EXCERPT TO READ:
# starting a business LOCATION



## ginaandgary (Feb 17, 2015)

Hi! my husband and I are looking to start a woodworking/restoration/crafts business and having a hard time finding a location. We wanted to open a shop in a downtown area, where there is a lot of foot traffic, but having problems due to zoning laws…..our hopes was to have a workshop in the back of a building and then the store out front.

does anyone have any experience or suggestions??


----------



## Mahdeew (Jul 24, 2013)

Not sure where you are located and what you plan to make or sell.


----------



## Patch2020 (Jan 1, 2015)

Your best bet to have it all in one location is to stay on the edge of town right outside the city limits. Zoning and taxes are easier to work with there. Inside the city limits there are so many rules having to do with finishing and dust in the air that it is not cost effective to be there. Also there are more sales and use taxes in the city.


----------



## JAAune (Jan 22, 2012)

I was able to get a location smack in the middle of downtown. It's a tiny village though and half of downtown consists of fab shops of various types anyhow. It's great to have a post office and grocery next door. Traffic is pretty good but I'm not expecting sales from random walk-ins. We're too high dollar for most local pocketbooks.

As far as suggestions go, spread out your dragnet and search far and wide for something within your means. Investigate less than ideal locations before writing them off as impossible. My business partner and I visited three buildings through a realtor before I stumbled across our current location which was for sale by the owner.

The first two buildings were affordable but would have cost tens of thousands to get ready for use. Both were in poor locations but one was in a high crime area where we'd have to operate behind locked doors. When I found our current building, it was twice the cost but required minimal upgrades and no repairs. It took six weeks to dismantle, move and setup operations. That's fast.

Make sure you have plenty of cashflow to handle downtime. Contractors and inspectors can be slow and utility companies can take forever to get anything done. Obtaining 3-phase for example, will probably take about three months time. We're able to conduct business without it but not at full efficiency.


----------



## daddywoofdawg (Feb 1, 2014)

Walk in for the most part isn't going to happen or enough to pay for the location.look in a easy to find place in maybe a industrial area.most people will be going to your place as a destination not a happen by.


----------



## HowardInToronto (Sep 27, 2013)

Walkin traffic isn't anything for you to count on.

REQUIRED ACTIONS:
1 - From the thread on choosing a shop location, repeat the stretch from "Make sure you" through "(Feb 1, 2014)".
2 - Put this sentence from the thread on choosing a shop location into Spanish: "Zoning and taxes are easier to work with there."

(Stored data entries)
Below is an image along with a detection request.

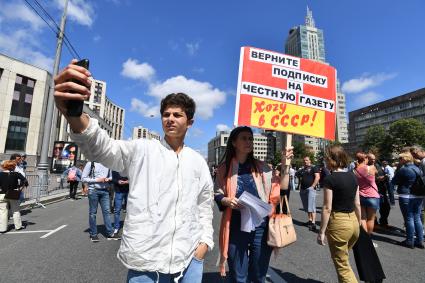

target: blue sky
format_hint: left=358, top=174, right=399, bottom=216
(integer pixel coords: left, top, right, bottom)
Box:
left=0, top=0, right=425, bottom=155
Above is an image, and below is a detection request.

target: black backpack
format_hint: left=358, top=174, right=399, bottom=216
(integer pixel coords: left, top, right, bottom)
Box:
left=410, top=169, right=425, bottom=196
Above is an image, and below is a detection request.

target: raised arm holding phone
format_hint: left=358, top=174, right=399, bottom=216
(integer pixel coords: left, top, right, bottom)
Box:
left=55, top=60, right=214, bottom=283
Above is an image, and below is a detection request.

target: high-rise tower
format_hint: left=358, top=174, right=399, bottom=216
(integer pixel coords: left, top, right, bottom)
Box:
left=285, top=7, right=348, bottom=158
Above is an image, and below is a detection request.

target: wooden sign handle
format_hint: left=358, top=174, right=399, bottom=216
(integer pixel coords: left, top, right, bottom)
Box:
left=280, top=133, right=292, bottom=190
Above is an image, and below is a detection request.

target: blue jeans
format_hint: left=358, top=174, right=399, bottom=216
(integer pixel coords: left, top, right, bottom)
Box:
left=228, top=211, right=273, bottom=283
left=127, top=257, right=204, bottom=283
left=300, top=188, right=317, bottom=212
left=89, top=189, right=114, bottom=236
left=114, top=192, right=128, bottom=230
left=388, top=182, right=395, bottom=205
left=398, top=197, right=424, bottom=245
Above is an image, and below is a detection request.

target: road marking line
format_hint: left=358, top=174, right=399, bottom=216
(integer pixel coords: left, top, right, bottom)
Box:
left=5, top=230, right=52, bottom=235
left=40, top=225, right=68, bottom=239
left=267, top=267, right=287, bottom=283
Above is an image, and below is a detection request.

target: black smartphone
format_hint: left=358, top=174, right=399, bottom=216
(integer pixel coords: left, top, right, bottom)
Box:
left=66, top=59, right=89, bottom=117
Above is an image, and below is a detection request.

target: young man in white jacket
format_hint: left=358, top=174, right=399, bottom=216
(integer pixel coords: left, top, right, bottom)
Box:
left=55, top=61, right=214, bottom=283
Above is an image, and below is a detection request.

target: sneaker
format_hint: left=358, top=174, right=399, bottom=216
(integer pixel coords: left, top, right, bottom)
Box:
left=90, top=235, right=99, bottom=243
left=415, top=243, right=425, bottom=250
left=107, top=234, right=121, bottom=241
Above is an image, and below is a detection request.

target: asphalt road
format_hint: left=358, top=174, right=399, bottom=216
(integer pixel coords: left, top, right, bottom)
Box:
left=0, top=192, right=425, bottom=283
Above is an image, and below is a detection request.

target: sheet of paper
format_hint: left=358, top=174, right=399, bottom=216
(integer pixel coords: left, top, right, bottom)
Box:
left=239, top=192, right=272, bottom=232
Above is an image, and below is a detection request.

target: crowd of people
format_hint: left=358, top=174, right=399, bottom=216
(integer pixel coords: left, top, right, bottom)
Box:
left=0, top=61, right=425, bottom=283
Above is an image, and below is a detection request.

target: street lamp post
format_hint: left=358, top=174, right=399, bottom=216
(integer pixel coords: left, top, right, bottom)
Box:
left=36, top=0, right=69, bottom=207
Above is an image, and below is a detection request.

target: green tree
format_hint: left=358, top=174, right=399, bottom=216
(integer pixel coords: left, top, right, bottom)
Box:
left=362, top=125, right=387, bottom=154
left=272, top=150, right=282, bottom=166
left=292, top=141, right=315, bottom=168
left=389, top=118, right=425, bottom=152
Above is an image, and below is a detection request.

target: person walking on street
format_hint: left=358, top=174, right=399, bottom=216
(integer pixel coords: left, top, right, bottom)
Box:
left=296, top=156, right=320, bottom=232
left=409, top=146, right=425, bottom=229
left=215, top=126, right=290, bottom=283
left=0, top=160, right=28, bottom=233
left=9, top=153, right=26, bottom=205
left=317, top=145, right=361, bottom=283
left=112, top=171, right=129, bottom=234
left=289, top=166, right=295, bottom=191
left=63, top=165, right=83, bottom=200
left=55, top=60, right=214, bottom=283
left=367, top=153, right=391, bottom=229
left=392, top=152, right=425, bottom=249
left=82, top=161, right=120, bottom=242
left=382, top=160, right=395, bottom=206
left=353, top=152, right=379, bottom=235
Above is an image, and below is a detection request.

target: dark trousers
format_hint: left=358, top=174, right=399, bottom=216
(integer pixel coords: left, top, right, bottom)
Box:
left=69, top=181, right=78, bottom=199
left=379, top=191, right=391, bottom=225
left=228, top=211, right=273, bottom=283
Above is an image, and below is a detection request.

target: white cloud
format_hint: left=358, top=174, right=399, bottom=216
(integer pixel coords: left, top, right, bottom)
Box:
left=0, top=3, right=45, bottom=30
left=56, top=0, right=95, bottom=27
left=351, top=91, right=382, bottom=108
left=121, top=58, right=226, bottom=119
left=215, top=124, right=230, bottom=132
left=121, top=58, right=155, bottom=82
left=186, top=42, right=200, bottom=56
left=130, top=98, right=159, bottom=118
left=342, top=73, right=397, bottom=93
left=0, top=29, right=53, bottom=72
left=148, top=76, right=226, bottom=119
left=193, top=67, right=205, bottom=74
left=188, top=127, right=204, bottom=138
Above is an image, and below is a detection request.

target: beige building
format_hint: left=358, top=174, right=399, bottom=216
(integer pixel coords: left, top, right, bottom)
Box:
left=57, top=80, right=125, bottom=141
left=0, top=54, right=125, bottom=165
left=0, top=54, right=52, bottom=158
left=132, top=126, right=161, bottom=141
left=208, top=131, right=276, bottom=167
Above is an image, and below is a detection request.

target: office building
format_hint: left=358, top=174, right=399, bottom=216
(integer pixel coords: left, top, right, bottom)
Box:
left=348, top=88, right=425, bottom=152
left=133, top=126, right=161, bottom=141
left=285, top=7, right=348, bottom=154
left=57, top=80, right=125, bottom=141
left=0, top=54, right=125, bottom=166
left=0, top=54, right=52, bottom=159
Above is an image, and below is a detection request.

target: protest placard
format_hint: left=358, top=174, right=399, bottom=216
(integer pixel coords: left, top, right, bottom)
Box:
left=234, top=47, right=336, bottom=140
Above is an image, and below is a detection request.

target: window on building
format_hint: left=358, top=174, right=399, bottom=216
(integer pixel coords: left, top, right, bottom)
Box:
left=6, top=115, right=29, bottom=151
left=5, top=75, right=35, bottom=151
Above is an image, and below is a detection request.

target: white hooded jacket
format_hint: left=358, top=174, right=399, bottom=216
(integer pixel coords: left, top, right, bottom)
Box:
left=71, top=119, right=214, bottom=273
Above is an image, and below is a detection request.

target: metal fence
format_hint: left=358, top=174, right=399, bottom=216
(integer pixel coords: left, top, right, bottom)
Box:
left=23, top=174, right=69, bottom=203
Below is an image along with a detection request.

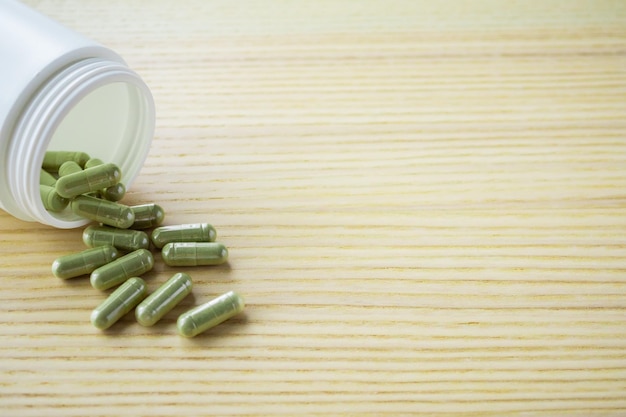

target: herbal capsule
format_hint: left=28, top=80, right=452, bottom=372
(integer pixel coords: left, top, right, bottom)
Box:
left=90, top=249, right=154, bottom=290
left=130, top=203, right=165, bottom=229
left=91, top=277, right=146, bottom=330
left=151, top=223, right=217, bottom=248
left=52, top=246, right=119, bottom=279
left=56, top=164, right=122, bottom=198
left=59, top=161, right=83, bottom=177
left=70, top=194, right=135, bottom=229
left=39, top=169, right=57, bottom=187
left=161, top=242, right=228, bottom=266
left=85, top=158, right=104, bottom=169
left=39, top=184, right=70, bottom=212
left=83, top=226, right=150, bottom=251
left=100, top=182, right=126, bottom=201
left=41, top=151, right=89, bottom=171
left=135, top=272, right=193, bottom=326
left=176, top=291, right=244, bottom=337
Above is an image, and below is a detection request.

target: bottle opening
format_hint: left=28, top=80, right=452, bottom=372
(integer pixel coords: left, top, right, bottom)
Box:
left=9, top=59, right=154, bottom=228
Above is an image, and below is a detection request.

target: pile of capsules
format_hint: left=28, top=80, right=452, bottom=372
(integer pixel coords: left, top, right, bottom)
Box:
left=40, top=151, right=244, bottom=337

RESPONSES:
1 -
Make sure you have plenty of cashflow to handle downtime. Contractors and inspectors can be slow and utility companies can take forever to get anything done. Obtaining 3-phase for example, will probably take about three months time. We're able to conduct business without it but not at full efficiency.


----------



## daddywoofdawg (Feb 1, 2014)

2 - La zonificación y los impuestos son más fáciles de manejar allí.